**Work order A:**
In the account of Misho the chuckwalla, rewrite the part from "Reptiles like Misho" up to and including "noticed in Misho.", changing "posture" to "stance".
**Work order B:**
Continue the account of Misho the chuckwalla, picking up after its final sentence.

**Selected extract:**
....
Misho gets a pre-operation inspection from veterinary staff.

Say hello to Misho the chuckwalla, a member of our Woodland Park Zoo family since he arrived here in 2000.

Chuckwallas are lizards native to the southwestern US and northern Mexico, typically measuring a little over one foot in length. Like many plant-eating reptiles, they enjoy basking on rocks in the sun and eating leafy greens.

At 25 years old, Misho is certainly getting up there in age. And recently keepers noticed he hadn’t been feeling all that well.

Misho at the zoo's animal hospital. 

Reptiles like Misho certainly aren’t known for being the most emotive creatures, and he can’t exactly tell keepers what’s wrong. So how can keepers tell when a lizard isn’t feeling himself?

“It has to do a lot with posture and behavior,” explains Dr. Kelly Helmick, Woodland Park Zoo veterinarian. Healthy and happy chuckwallas spend a lot of time basking, raising themselves up off the rock a just bit. “If he’s flattened out on the rock—if he’s not basking and his color changes and he’s sitting there with his eyes closed—that’s what lethargy looks like in a lizard,” said Dr. Helmick.

Which was exactly what keepers noticed in Misho.

Our animal health team stepped in to give Misho a diagnostic exam: listening to the heart and lungs, taking blood samples, and feeling his abdomen. And that last test is when the vets felt something that should not have been there.

Radiographs soon confirmed what the vets could feel: Misho had grown himself a giant bladder stone.

“That’s a really big stone...in a very small lizard,” recalled Dr. Helmick after her first look at the radiograph.

Misho's radiograph. The stone can be seen clearly just above his tail, between his hind legs.

The stone, it would later turn out, weighed just shy of six grams and most likely took months to years to build up. For a critter that weighs in at a mere 220 grams (less than 1 pound), six grams is hardly a trivial addition: it accounted for nearly 3% of his entire body weight. To put that into human terms, the average US adult would have a four to five pound rock nestled conveniently inside their bladder.

“And that’s probably why Misho didn’t feel well,” said Dr. Helmick. “As the stone shifted around, it made him uncomfortable,” she said. The stone was clearly affecting his day to day quality of life, and it was clear it had to go.

Several weeks later,Misho is resting comfortably inside of a warm, roomy incubator in the animal health building, presurgical antibiotics, fluids, and analgesics administered, awaiting his now imminent surgery.
....
**Dataset extract:**

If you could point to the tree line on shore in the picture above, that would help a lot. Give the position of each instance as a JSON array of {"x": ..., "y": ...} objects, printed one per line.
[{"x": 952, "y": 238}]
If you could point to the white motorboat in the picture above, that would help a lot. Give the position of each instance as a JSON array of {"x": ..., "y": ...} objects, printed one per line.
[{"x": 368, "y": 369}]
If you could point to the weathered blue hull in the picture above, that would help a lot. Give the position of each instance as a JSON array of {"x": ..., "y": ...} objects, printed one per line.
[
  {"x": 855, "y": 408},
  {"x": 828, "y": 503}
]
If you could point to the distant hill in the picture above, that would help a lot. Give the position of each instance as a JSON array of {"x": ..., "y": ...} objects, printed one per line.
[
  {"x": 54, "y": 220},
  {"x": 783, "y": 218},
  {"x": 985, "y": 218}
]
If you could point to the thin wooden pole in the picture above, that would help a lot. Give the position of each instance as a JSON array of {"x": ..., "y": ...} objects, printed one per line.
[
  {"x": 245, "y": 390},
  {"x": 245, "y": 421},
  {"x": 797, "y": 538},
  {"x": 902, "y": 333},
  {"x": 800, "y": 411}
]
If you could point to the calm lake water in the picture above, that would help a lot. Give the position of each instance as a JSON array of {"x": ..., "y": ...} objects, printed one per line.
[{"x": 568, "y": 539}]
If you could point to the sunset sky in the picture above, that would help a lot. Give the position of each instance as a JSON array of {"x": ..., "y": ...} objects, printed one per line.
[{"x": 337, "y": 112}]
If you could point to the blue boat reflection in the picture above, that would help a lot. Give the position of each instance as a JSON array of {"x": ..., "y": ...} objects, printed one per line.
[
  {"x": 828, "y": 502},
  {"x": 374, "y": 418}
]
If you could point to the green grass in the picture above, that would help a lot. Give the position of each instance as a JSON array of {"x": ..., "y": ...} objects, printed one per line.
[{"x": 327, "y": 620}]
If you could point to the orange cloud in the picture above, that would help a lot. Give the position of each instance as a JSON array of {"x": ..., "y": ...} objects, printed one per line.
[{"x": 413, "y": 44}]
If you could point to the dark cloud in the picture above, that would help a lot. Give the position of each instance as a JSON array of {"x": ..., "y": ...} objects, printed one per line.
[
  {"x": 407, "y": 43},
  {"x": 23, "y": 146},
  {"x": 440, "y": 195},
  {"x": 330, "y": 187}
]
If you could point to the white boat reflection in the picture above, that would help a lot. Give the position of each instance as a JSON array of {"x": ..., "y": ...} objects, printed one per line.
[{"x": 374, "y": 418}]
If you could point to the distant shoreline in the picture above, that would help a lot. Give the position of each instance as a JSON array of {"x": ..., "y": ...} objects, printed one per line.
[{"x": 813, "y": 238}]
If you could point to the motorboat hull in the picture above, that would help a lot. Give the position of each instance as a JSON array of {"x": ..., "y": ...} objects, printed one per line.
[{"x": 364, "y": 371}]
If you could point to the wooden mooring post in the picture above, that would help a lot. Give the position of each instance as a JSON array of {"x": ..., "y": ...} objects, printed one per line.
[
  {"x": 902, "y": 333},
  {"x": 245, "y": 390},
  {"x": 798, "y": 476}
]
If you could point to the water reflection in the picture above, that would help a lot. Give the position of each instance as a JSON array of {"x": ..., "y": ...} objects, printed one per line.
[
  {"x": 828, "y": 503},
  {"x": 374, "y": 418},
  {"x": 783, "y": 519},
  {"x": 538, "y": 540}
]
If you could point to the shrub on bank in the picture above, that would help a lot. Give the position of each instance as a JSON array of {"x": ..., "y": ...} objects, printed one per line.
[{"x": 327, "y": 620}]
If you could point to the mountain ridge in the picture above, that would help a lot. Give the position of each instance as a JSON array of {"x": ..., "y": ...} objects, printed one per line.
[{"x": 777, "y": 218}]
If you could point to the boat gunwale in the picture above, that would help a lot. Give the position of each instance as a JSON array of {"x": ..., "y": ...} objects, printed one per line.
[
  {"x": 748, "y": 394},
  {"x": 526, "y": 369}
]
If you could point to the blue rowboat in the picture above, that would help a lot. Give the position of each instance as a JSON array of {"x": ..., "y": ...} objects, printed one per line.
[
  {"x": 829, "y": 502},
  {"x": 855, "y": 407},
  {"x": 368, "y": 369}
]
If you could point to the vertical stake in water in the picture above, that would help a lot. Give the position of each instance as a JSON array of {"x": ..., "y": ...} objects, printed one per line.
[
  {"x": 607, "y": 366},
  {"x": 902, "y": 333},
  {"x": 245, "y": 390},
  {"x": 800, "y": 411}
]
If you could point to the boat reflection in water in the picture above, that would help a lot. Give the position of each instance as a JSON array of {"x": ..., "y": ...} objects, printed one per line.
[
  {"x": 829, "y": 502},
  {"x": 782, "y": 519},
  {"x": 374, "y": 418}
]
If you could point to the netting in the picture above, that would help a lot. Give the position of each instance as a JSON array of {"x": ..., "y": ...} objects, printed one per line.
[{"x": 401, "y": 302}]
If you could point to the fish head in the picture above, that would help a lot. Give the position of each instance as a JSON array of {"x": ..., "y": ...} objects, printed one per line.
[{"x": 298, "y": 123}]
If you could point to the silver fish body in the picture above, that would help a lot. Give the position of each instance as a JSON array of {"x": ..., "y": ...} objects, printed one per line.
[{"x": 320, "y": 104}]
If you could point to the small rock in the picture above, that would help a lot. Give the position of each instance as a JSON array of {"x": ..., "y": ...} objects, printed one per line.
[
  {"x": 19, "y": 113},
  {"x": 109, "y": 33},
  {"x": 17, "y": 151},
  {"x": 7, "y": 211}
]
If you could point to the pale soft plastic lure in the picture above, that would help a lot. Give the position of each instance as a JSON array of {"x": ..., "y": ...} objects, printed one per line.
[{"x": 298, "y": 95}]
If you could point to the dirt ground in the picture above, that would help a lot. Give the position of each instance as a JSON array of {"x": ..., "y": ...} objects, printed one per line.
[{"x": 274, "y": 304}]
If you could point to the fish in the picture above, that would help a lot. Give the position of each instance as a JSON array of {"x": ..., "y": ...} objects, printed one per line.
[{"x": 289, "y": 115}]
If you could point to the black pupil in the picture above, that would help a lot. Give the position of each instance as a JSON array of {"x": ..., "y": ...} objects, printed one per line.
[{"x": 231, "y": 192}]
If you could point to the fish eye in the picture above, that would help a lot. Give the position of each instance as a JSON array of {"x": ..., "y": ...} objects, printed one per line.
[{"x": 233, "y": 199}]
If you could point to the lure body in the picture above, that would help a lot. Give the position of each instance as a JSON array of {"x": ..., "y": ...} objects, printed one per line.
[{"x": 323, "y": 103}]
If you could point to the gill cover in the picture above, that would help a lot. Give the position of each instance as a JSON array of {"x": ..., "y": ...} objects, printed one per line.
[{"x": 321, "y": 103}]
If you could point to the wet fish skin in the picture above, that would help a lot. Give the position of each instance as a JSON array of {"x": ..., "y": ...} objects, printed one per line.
....
**Result A:**
Reptiles like Misho certainly aren’t known for being the most emotive creatures, and he can’t exactly tell keepers what’s wrong. So how can keepers tell when a lizard isn’t feeling himself?

“It has to do a lot with stance and behavior,” explains Dr. Kelly Helmick, Woodland Park Zoo veterinarian. Healthy and happy chuckwallas spend a lot of time basking, raising themselves up off the rock a just bit. “If he’s flattened out on the rock—if he’s not basking and his color changes and he’s sitting there with his eyes closed—that’s what lethargy looks like in a lizard,” said Dr. Helmick.

Which was exactly what keepers noticed in Misho.

**Result B:**
Anesthetizing lizards isn’t easy, and as the surgery gets underway, Misho isn’t proving to be an exception. They can go minutes without breathing, making it harder for the gas to take effect. That, plus our reptilian friend’s size also makes inserting a critical breathing tube challenging.

Misho is so small, in fact, that no one manufactures a breathing tube small enough to fit; vets on staff custom-make their own out of other materials for him and others his size.

Vets hold up Misho as they administer anesthesia.

“Everything about this surgery is miniature. Some of the things we need for surgery and anesthesia just aren’t made that small. So we adapt and make our own,” said Dr. Helmick.

After a tense stretch of thirty minutes, the customized tube settles in and the anesthesia begins to take full effect. Dr. Helmick makes an incision, and after a little bit of searching, finds the stone. Luckily it easily pops out, and Misho loses six grams.

“The stone was even larger than I expected,” said Dr. Helmick.

Dr. Kelly Helmick, left, stitches up Misho after removing his bladder stone.

Dr. Helmick finished the operation by carefully stitching Misho back up, a process she described as “careful, but quick.”

Misho recovered well enough that he was discharged the next day back to his behind-the-scenes home, temporarily relocated from the Day Exhibit after the December 2016 fire. One thing remains a reassuring constant for Misho: rejoining his 16-year-old daughter and companion, Dembi.

As Misho continues to recover in the coming weeks, keepers and vet staff will keep a close eye on him to make sure he’s feeling well.

For Dr. Helmick, the surgery is part of another day on the job. “It’s part of the fun of a being a zoo veterinarian,” she said. “We provide the best care for our patients regardless of their size.”